**Exercise instructions**
Beginning with the line where "Target: statue's head" appears, repeat every remaining line of the entries exactly, the last line included.

**Extracted records**
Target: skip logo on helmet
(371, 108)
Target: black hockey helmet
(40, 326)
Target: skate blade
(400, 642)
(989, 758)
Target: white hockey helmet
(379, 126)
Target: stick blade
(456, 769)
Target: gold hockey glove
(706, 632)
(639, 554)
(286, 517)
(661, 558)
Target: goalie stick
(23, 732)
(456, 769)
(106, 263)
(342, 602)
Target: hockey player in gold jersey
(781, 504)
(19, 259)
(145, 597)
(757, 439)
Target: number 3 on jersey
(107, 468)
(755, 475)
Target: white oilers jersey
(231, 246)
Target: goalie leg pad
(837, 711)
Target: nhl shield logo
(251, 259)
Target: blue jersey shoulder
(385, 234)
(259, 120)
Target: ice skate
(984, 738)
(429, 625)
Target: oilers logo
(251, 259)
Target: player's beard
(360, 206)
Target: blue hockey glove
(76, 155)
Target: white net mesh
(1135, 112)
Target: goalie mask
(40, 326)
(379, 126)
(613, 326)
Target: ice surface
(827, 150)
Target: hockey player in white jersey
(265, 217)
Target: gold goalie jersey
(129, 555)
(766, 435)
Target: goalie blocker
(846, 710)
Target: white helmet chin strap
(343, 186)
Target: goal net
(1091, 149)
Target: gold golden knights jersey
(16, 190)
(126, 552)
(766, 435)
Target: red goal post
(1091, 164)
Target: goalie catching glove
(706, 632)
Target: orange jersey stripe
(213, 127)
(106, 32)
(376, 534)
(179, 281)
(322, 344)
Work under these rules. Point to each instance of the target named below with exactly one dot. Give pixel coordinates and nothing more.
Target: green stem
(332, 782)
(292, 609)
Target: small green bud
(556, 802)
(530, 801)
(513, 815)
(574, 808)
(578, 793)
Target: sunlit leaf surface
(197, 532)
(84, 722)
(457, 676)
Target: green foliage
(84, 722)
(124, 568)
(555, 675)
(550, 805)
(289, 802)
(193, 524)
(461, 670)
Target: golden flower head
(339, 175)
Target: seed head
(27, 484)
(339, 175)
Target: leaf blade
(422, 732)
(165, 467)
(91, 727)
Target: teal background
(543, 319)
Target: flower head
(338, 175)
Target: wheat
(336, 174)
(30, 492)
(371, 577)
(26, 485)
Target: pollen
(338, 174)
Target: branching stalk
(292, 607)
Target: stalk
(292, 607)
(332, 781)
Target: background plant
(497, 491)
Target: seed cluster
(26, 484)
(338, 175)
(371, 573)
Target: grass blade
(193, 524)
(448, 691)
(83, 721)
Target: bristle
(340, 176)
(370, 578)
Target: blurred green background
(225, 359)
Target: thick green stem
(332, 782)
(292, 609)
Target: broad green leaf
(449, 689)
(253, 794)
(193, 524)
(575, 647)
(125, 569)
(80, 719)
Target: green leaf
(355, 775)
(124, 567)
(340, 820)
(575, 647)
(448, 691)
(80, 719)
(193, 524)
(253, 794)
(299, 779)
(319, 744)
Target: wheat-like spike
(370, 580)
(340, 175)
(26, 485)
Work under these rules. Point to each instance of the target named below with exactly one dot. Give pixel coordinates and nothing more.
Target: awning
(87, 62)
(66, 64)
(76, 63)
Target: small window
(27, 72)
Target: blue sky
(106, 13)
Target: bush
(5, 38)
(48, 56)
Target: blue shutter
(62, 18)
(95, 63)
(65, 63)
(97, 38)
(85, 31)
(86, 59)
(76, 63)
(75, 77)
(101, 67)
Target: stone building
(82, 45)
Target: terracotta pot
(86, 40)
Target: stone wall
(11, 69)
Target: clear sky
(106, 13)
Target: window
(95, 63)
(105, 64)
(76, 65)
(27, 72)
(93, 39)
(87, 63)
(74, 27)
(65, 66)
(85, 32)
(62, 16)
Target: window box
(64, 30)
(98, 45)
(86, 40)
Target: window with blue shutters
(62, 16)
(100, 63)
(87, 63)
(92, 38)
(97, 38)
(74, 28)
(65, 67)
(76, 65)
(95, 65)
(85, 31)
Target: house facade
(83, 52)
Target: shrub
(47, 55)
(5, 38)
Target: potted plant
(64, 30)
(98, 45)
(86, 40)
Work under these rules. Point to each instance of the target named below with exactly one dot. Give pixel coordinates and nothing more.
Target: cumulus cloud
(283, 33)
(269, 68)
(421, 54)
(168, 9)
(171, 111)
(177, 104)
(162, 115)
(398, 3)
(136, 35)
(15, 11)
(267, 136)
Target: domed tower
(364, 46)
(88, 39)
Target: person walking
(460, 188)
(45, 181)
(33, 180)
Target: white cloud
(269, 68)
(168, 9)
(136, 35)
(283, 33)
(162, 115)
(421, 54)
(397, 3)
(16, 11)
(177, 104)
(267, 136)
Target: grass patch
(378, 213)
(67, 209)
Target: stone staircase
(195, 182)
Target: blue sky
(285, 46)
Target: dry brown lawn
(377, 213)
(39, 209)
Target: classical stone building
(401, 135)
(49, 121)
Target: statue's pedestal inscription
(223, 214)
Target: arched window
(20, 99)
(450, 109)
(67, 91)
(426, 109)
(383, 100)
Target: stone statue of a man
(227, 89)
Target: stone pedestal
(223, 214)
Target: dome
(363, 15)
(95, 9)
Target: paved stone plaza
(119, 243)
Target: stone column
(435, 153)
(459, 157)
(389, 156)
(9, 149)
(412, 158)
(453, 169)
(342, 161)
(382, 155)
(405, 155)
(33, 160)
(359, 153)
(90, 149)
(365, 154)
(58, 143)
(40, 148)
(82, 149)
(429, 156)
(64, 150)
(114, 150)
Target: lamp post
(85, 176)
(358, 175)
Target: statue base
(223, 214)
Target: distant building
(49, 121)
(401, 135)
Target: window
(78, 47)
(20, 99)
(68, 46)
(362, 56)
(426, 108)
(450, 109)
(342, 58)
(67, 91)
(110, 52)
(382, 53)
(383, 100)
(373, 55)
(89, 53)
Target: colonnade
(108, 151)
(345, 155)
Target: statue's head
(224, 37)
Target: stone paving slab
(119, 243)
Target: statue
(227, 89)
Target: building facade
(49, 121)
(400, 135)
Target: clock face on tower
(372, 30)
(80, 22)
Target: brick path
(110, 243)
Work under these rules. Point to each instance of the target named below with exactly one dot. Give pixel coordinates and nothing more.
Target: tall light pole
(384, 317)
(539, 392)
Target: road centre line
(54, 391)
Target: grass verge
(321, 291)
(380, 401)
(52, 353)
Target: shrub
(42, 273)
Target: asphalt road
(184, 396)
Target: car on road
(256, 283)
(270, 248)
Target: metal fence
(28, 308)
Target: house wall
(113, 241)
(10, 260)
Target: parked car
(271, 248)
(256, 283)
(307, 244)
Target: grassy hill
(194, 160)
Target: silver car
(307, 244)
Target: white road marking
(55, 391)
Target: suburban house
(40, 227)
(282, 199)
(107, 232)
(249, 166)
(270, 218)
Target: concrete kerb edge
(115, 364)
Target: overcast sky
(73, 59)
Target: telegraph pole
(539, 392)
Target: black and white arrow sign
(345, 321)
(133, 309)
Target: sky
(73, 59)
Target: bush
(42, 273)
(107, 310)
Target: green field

**Correct result**
Target: statue's head
(224, 37)
Target: stone paving slab
(119, 243)
Target: statue
(227, 89)
Target: building facade
(49, 121)
(400, 135)
Target: clock face on tower
(372, 30)
(80, 22)
Target: brick path
(110, 243)
Work under these rules. Point to each instance of the target named below with exactly one dot. Give pixel coordinates and nothing more.
Target: tall light pole
(384, 317)
(539, 392)
Target: road centre line
(54, 391)
Target: grass verge
(321, 291)
(380, 401)
(52, 353)
Target: shrub
(42, 273)
Target: asphalt road
(184, 396)
Target: car on road
(256, 283)
(270, 248)
Target: metal fence
(28, 308)
Target: house wall
(113, 241)
(10, 260)
Target: parked car
(271, 248)
(256, 283)
(307, 244)
Target: grassy hill
(194, 160)
Target: silver car
(307, 244)
Target: white road marking
(55, 391)
Target: suburban house
(40, 227)
(282, 199)
(107, 232)
(249, 166)
(270, 218)
Target: concrete kerb edge
(115, 364)
Target: overcast sky
(73, 59)
Target: telegraph pole
(539, 392)
Target: black and white arrow sign
(345, 321)
(133, 309)
Target: sky
(73, 59)
Target: bush
(42, 273)
(107, 310)
Target: green field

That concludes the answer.